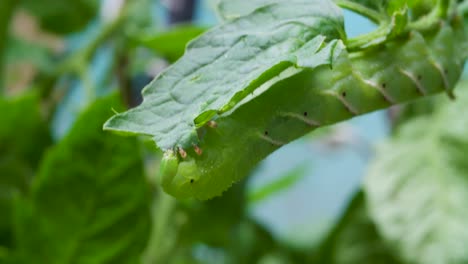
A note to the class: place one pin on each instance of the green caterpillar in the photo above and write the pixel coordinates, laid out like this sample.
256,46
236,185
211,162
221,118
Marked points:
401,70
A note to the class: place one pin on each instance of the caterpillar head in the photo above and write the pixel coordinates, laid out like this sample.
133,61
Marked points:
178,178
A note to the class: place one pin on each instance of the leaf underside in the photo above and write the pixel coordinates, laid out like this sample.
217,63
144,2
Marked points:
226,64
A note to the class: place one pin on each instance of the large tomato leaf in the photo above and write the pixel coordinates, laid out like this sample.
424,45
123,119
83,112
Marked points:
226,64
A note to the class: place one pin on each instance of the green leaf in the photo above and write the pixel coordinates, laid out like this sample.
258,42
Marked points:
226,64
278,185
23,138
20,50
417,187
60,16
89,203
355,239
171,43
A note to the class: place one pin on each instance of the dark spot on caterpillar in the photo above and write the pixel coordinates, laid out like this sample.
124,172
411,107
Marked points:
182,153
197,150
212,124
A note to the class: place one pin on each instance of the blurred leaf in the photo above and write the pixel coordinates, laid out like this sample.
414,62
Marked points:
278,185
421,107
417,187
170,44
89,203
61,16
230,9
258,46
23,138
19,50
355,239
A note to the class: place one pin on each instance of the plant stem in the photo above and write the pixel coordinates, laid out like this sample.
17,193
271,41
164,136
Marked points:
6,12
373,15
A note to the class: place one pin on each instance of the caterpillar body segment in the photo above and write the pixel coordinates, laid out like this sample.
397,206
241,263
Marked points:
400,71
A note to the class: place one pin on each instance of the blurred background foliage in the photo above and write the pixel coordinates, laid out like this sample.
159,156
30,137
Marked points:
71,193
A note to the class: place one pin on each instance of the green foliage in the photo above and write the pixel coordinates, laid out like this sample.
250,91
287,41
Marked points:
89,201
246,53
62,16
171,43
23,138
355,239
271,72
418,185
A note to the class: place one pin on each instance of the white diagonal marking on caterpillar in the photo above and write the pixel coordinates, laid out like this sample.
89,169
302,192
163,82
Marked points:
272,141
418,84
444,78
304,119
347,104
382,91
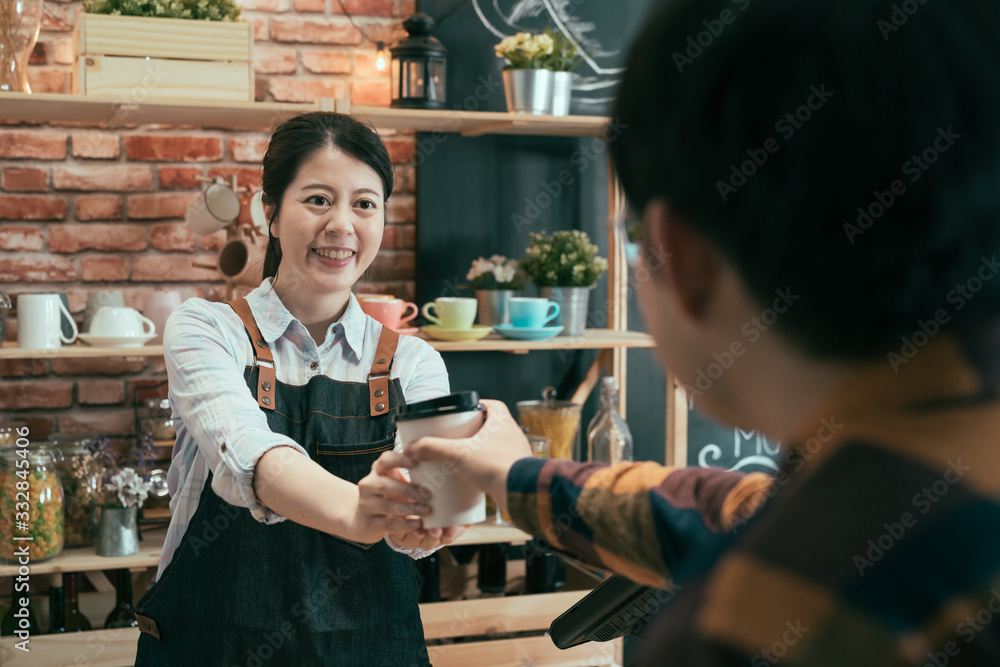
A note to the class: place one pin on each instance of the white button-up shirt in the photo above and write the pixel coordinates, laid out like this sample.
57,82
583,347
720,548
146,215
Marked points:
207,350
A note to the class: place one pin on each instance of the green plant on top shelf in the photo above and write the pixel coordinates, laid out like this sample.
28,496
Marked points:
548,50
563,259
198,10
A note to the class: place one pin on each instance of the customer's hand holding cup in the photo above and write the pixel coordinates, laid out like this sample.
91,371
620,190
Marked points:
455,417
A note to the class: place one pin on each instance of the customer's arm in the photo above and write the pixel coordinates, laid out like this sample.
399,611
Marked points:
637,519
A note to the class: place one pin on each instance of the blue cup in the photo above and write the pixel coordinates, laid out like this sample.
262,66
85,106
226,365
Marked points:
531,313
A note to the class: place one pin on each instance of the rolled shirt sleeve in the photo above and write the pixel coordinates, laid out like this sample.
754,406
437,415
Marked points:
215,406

········

Exercise brief: Put every line of the records above into a numbered list. Skip any blank lines and leave out the pictures.

Solution for this task:
1. A note to the class: place one pin on each instance of the green caterpillar in the photo above and write the pixel coordinates, laid out like this sample.
2. 256,46
3. 236,185
4. 211,162
5. 221,118
6. Marked points:
7. 401,70
8. A note to the class: place one pin on each instance of the caterpillar head in the photo above and write the pixel coordinates, laid out like this sample.
9. 133,61
10. Marked points:
11. 178,178
12. A note to the class: place one pin on each instance of the leaf underside in the photo above and write the pixel coordinates, laid out like this sample.
13. 217,63
14. 144,2
15. Marked points:
16. 226,64
17. A note to the class: place one pin on each instance of the large tomato leaf in the photo above and write the pixel coordinates, laid out like this sample.
18. 424,45
19. 123,119
20. 83,112
21. Marked points:
22. 226,64
23. A note to the class: place one pin on each instance of the green leaf in the photo above and write the pixel coordinates, laid out like this sample.
24. 258,42
25. Marked points:
26. 226,64
27. 278,185
28. 23,138
29. 20,50
30. 417,187
31. 60,16
32. 89,203
33. 355,239
34. 171,43
35. A note to the class: place one pin on each instance of the dark spot on caterpillar in the photo above and write the pixel coordinates, laid out like this sample.
36. 124,172
37. 411,107
38. Marked points:
39. 182,153
40. 197,150
41. 212,124
42. A note to the class: place one pin on each instance of the blurred leaf in the photo above and write the pixel coordinates, laid out like this sample.
43. 414,62
44. Marked points:
45. 278,185
46. 421,107
47. 417,187
48. 170,44
49. 89,203
50. 61,16
51. 230,9
52. 258,46
53. 23,138
54. 19,50
55. 355,239
56. A note to the class: place one pin on each instance of the plant stem in the photo above and write the pixel coordinates, laid out like this sample.
57. 17,193
58. 271,41
59. 164,136
60. Marked points:
61. 6,12
62. 373,15
63. A note to the class: place one pin on each instance of the caterpillar body segment in the photo above and write the pixel coordinates, laid out like this sample.
64. 397,206
65. 241,263
66. Marked points:
67. 400,71
68. A note to the class: place one pin on each instance of the blurred background foliage in the photo above and write the pixel coordinates, laid out like this sample.
69. 159,156
70. 30,137
71. Marked points:
72. 71,193
73. A note to the class: place one pin on each instance of the green foliage in the photo above and write the pixel coordinates, laid out like this sample.
74. 250,91
75. 287,41
76. Marked points:
77. 89,201
78. 246,53
79. 62,16
80. 171,43
81. 23,138
82. 355,239
83. 271,72
84. 418,185
85. A note to the class: place one pin on each instance of the white diagonal marking on caterpillar in the photo above and write the pixel coordinates, laid out like this sample.
86. 89,169
87. 302,192
88. 163,82
89. Marked points:
90. 272,141
91. 418,84
92. 444,78
93. 304,119
94. 347,104
95. 382,91
96. A note to the class: place one pin on each instance of the white button-up shirt in the photo above and write the pixel coordinates, laid out like this sample.
97. 57,82
98. 583,347
99. 720,548
100. 146,215
101. Marked points:
102. 207,350
103. A note to the class: place one pin on each instance of the green plant on top shelf in the photo above and write the pixel coordinates, laid out like this sample.
104. 28,496
105. Marked points:
106. 548,50
107. 563,259
108. 198,10
109. A note to the class: place one pin on each instance of the customer's hand holding cup in the photo above and write the pixel coordinates, laid out like this sample.
110. 91,371
111. 620,190
112. Marked points:
113. 455,417
114. A note to the class: place one pin on each instance of the customer's arm in the photo above and write the pixel coordinates, laid out like this sample.
115. 399,611
116. Marked points:
117. 637,519
118. A note to the class: place one pin on each instance of the blue cup in the photo above and write the pixel coordinates, laid out like this sample.
119. 262,66
120. 85,106
121. 226,365
122. Marked points:
123. 531,313
124. A note to the class: place one pin on each instance of the rolled shirt sleeve in the photo above and write the pixel coordinates, laid out like this sample.
125. 754,406
126. 437,415
127. Marked points:
128. 215,406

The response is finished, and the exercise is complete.